Source passage:

Among the old restaurants mentioned on the website are the Canton Tea Garden at 211 Main, Granoff’s at 10th and Main, Peck’s on Markham, Peck’s Barbecue on Asher, Howard Johnson’s at Asher and University, Old King Cole at Capitol and Broadway, Sandy’s on Markham, Hammon’s Dairy Bar on Chicot Road, Cloverdale Dairy Bar at 8025 New Benton Highway, Frosty House on the New Benton Highway at the entrance to Meadowcliff, the Satellite Burger Barn on Asher, Miller’s Coffee Shop on Main, the Little Rock Inn at 14th and Main, the Sweden Creme at 15th and Main, Beasley’s at the intersection of Stagecoach and Colonel Glenn, Winkler’s at Seventh and Johnson across from Lamar Porter Field, Tom & Andrew’s on Capitol between Louisiana and Center, Shakey’s on Rebasmen Park Road, SOB on Markham at Stifft Station, Wes Hall’s Minute Man at 407 Broadway, Franke’s on Capitol, Harry’s Fried Chicken on West Roosevelt and Bruno’s Little Italy in Levy and then on West Roosevelt from 1949-78.

Do you have memories of any of these restaurants? Please share them in the Comments section if you do.

What the task asks:
Please repeat the passage on old restaurants above word for word, in full.

Collected data:
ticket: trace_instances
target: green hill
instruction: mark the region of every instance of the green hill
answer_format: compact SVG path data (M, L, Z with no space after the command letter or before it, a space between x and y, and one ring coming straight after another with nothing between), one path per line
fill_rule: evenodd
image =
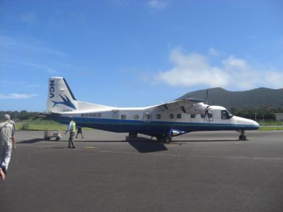
M197 98L205 100L207 90L187 93L178 99ZM221 88L209 89L209 104L227 108L283 107L283 88L259 88L246 91L229 91Z

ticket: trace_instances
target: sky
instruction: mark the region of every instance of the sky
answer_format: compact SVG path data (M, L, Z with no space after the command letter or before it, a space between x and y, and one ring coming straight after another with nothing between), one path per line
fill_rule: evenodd
M282 1L0 0L0 110L144 107L221 87L283 88Z

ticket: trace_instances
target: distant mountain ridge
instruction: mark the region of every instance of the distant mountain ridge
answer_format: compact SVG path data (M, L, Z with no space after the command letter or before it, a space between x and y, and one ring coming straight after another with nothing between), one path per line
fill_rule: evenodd
M206 100L207 90L200 90L179 99L196 98ZM246 91L229 91L222 88L209 89L209 104L226 108L246 109L260 107L283 107L283 88L259 88Z

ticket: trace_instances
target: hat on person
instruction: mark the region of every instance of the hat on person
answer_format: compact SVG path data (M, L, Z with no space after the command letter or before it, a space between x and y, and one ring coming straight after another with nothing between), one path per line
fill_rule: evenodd
M8 114L4 114L4 119L5 120L10 120L11 117L10 115Z

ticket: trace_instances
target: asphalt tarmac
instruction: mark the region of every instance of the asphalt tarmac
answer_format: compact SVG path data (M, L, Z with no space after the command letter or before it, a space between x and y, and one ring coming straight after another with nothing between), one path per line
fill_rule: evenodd
M0 211L283 211L283 131L195 132L170 144L18 131Z

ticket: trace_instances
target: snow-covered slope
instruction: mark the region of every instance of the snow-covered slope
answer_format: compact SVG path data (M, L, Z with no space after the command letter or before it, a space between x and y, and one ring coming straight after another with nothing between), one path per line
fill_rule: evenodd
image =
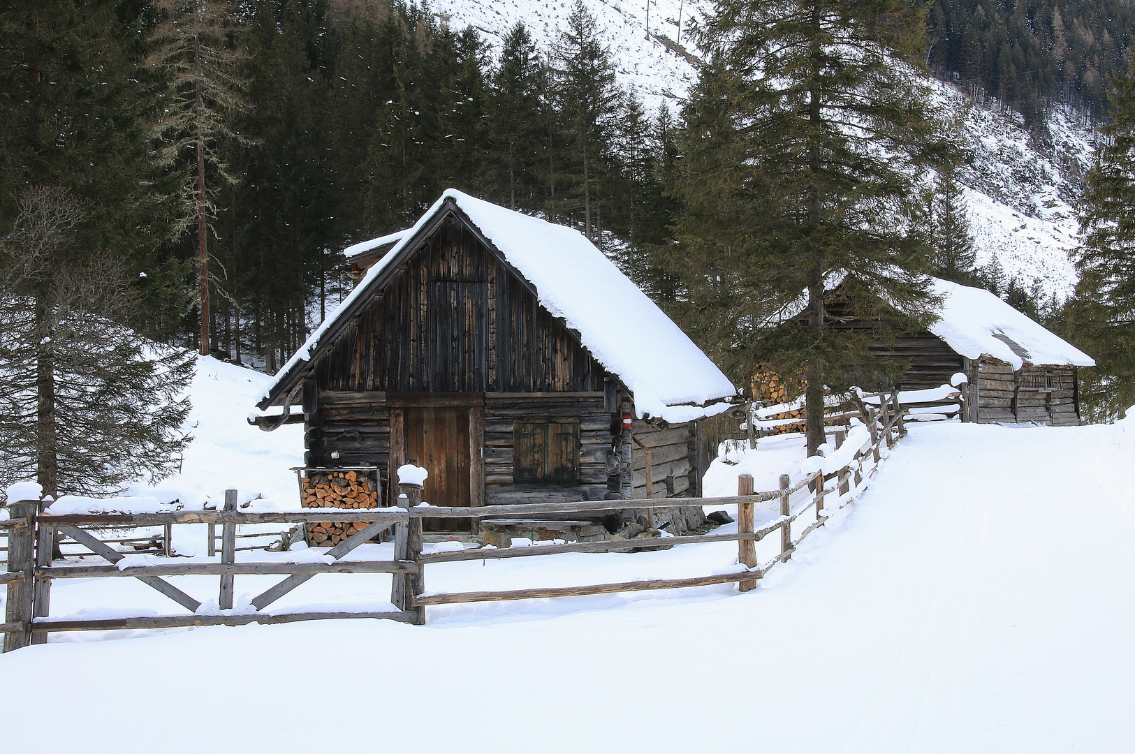
M709 0L585 0L596 16L623 86L633 86L647 107L663 102L672 111L697 78L692 62L673 42L696 52L686 37L691 17L712 7ZM573 0L435 0L442 18L455 27L473 25L499 49L499 41L518 22L530 28L541 52L555 43ZM681 36L678 22L681 19ZM654 39L658 34L666 42ZM1063 298L1076 282L1068 252L1076 246L1078 226L1073 205L1078 177L1090 154L1091 129L1057 110L1049 117L1051 138L1032 138L1015 112L975 104L959 87L934 83L942 111L961 126L970 159L959 176L968 188L970 223L977 242L977 263L994 255L1006 280L1018 278L1025 288L1039 281L1046 295Z

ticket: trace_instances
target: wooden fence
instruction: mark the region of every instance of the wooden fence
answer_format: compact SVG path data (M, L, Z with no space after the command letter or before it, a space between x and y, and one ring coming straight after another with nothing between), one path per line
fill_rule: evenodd
M178 510L158 514L90 514L53 516L41 508L35 500L24 500L8 506L9 519L0 520L0 532L8 535L8 569L0 573L0 584L7 584L8 596L3 634L3 651L40 644L51 632L110 630L137 628L171 628L180 626L238 626L251 622L277 624L299 620L328 618L388 618L410 624L426 622L426 607L462 602L494 602L524 600L532 598L575 596L605 594L612 592L637 592L644 590L669 590L709 584L737 583L742 592L755 588L757 579L777 562L789 559L804 537L824 525L827 509L850 502L866 486L867 480L878 468L884 449L893 446L898 437L905 434L902 412L897 396L884 396L877 408L863 405L863 413L871 433L869 442L856 449L854 457L835 472L814 472L794 484L788 475L780 477L780 486L766 492L754 492L753 477L739 477L737 497L725 498L666 498L649 500L651 508L675 508L689 505L737 505L738 531L730 533L707 533L682 536L653 537L642 540L612 540L598 542L565 542L539 547L474 549L446 552L423 552L422 518L489 518L514 516L540 516L545 514L586 514L609 511L621 507L617 500L580 501L563 503L486 506L481 508L439 507L421 505L421 488L401 485L400 505L379 509L304 509L287 512L241 512L236 508L236 490L225 494L221 510ZM836 433L838 440L841 433ZM834 483L830 485L830 483ZM806 491L806 499L793 503L793 495ZM754 507L757 503L779 500L779 515L755 525ZM646 500L636 501L639 503ZM801 517L807 526L793 536L792 525ZM814 518L813 518L814 516ZM330 562L283 562L236 561L236 527L243 524L299 524L306 522L365 522L367 526L346 541L330 548ZM168 562L119 568L126 556L99 540L83 526L98 530L124 530L141 526L166 527L166 550L169 550L169 530L180 524L208 524L210 540L212 527L221 527L219 562L203 562L169 558ZM394 527L394 556L392 560L343 560L344 556L359 545L369 542L382 532ZM770 534L780 533L775 557L766 562L757 561L756 543ZM52 562L52 544L57 536L66 536L104 558L109 565L60 565ZM550 556L565 552L627 552L629 550L655 550L679 544L708 542L737 542L738 568L731 573L691 576L688 578L656 578L633 582L589 584L582 586L554 586L485 592L426 591L424 570L430 564L461 560L490 560L501 558L523 558ZM217 604L221 612L197 612L202 603L166 581L168 576L213 575L220 577ZM241 575L281 575L268 590L252 598L251 609L233 611L233 581ZM392 610L351 610L319 612L263 612L281 596L319 574L390 574ZM52 618L50 616L51 583L61 578L137 578L174 602L188 613L168 616L138 616L126 618Z

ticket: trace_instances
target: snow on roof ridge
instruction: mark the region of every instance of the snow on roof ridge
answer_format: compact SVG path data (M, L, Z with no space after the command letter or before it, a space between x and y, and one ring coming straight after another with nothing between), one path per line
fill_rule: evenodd
M931 278L943 296L931 332L972 359L992 356L1019 370L1034 365L1095 366L1095 359L984 288ZM1014 348L1014 344L1017 348Z
M385 236L379 236L378 238L371 238L370 240L361 240L358 244L352 244L343 249L343 256L351 259L353 256L359 256L360 254L365 254L372 248L378 248L386 244L393 244L402 240L402 238L410 232L410 228L403 228L402 230L395 230L393 234L386 234Z
M634 393L636 410L686 422L723 410L729 379L658 306L582 234L446 189L276 374L264 398L343 312L380 278L406 244L452 201L524 278L540 304L580 333L583 346ZM696 405L695 405L696 404Z

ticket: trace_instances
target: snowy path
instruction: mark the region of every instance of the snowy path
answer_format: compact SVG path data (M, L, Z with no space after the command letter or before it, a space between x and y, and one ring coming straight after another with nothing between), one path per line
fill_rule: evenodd
M743 595L20 650L0 658L25 694L0 751L32 746L32 720L90 752L1135 751L1126 424L915 426L840 526Z

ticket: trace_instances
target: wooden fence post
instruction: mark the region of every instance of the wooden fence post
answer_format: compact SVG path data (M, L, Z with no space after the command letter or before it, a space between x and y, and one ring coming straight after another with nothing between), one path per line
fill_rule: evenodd
M236 490L225 490L225 511L236 511ZM236 562L236 524L225 522L220 527L220 561L226 565ZM220 577L220 596L217 604L221 610L233 609L233 578L232 574Z
M417 508L422 502L422 488L420 484L398 483L398 502L405 498L406 510ZM414 600L426 591L426 574L422 571L422 519L411 516L406 522L406 560L418 564L418 573L405 575L405 611L411 613L411 622L415 626L426 625L426 607L414 604Z
M737 477L737 494L745 497L753 494L753 474L741 474ZM737 532L739 534L753 533L753 503L737 503ZM753 540L737 541L737 561L746 568L754 568L757 565L757 543ZM757 588L756 581L738 582L738 590L748 592Z
M3 637L3 651L11 652L32 643L32 602L35 593L35 514L37 500L20 500L8 505L11 520L23 519L23 526L8 530L8 571L23 573L24 577L8 583L8 603L5 622L18 624Z
M898 429L898 438L905 438L907 437L907 427L902 424L902 406L899 405L899 392L892 390L891 397L894 399L894 425Z
M891 412L886 405L886 396L878 397L878 417L883 423L883 437L886 438L886 447L890 448L893 443L891 442Z
M43 505L36 507L36 512L42 512ZM36 570L40 568L45 568L51 565L51 553L56 547L56 527L49 524L44 524L42 520L36 523L35 532L35 567ZM51 579L44 576L35 576L34 584L32 586L32 617L34 618L47 618L51 615ZM32 634L32 644L47 644L48 634L43 632L41 634Z
M790 502L791 495L788 490L791 485L791 480L788 474L781 474L781 516L791 516L792 506ZM824 489L824 475L819 475L819 485L817 488L823 494ZM784 523L781 525L781 557L784 557L792 550L792 524Z

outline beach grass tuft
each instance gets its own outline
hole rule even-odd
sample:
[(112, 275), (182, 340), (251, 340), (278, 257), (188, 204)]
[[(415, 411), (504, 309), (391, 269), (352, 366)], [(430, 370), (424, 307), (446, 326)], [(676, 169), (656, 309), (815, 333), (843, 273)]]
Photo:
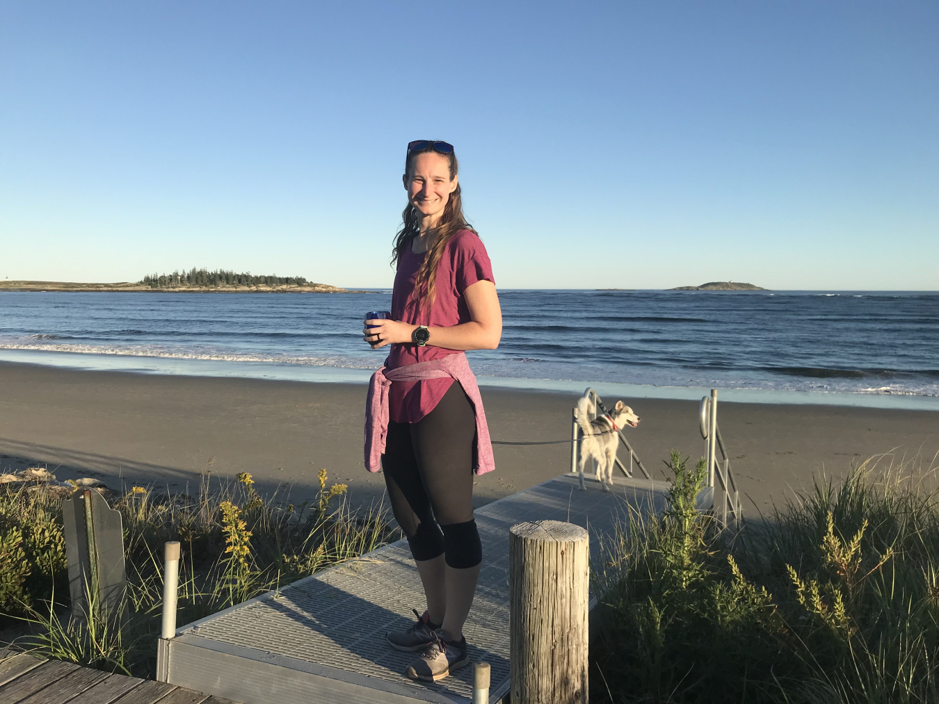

Task answer:
Among the old restaurants mentioned on the website are the Canton Tea Garden at 211 Main, Granoff’s at 10th and Main, Peck’s on Markham, Peck’s Barbecue on Asher, Howard Johnson’s at Asher and University, Old King Cole at Capitol and Broadway, Sandy’s on Markham, Hammon’s Dairy Bar on Chicot Road, Cloverdale Dairy Bar at 8025 New Benton Highway, Frosty House on the New Benton Highway at the entrance to Meadowcliff, the Satellite Burger Barn on Asher, Miller’s Coffee Shop on Main, the Little Rock Inn at 14th and Main, the Sweden Creme at 15th and Main, Beasley’s at the intersection of Stagecoach and Colonel Glenn, Winkler’s at Seventh and Johnson across from Lamar Porter Field, Tom & Andrew’s on Capitol between Louisiana and Center, Shakey’s on Rebasmen Park Road, SOB on Markham at Stifft Station, Wes Hall’s Minute Man at 407 Broadway, Franke’s on Capitol, Harry’s Fried Chicken on West Roosevelt and Bruno’s Little Italy in Levy and then on West Roosevelt from 1949-78.

Do you have memories of any of these restaurants? Please share them in the Comments section if you do.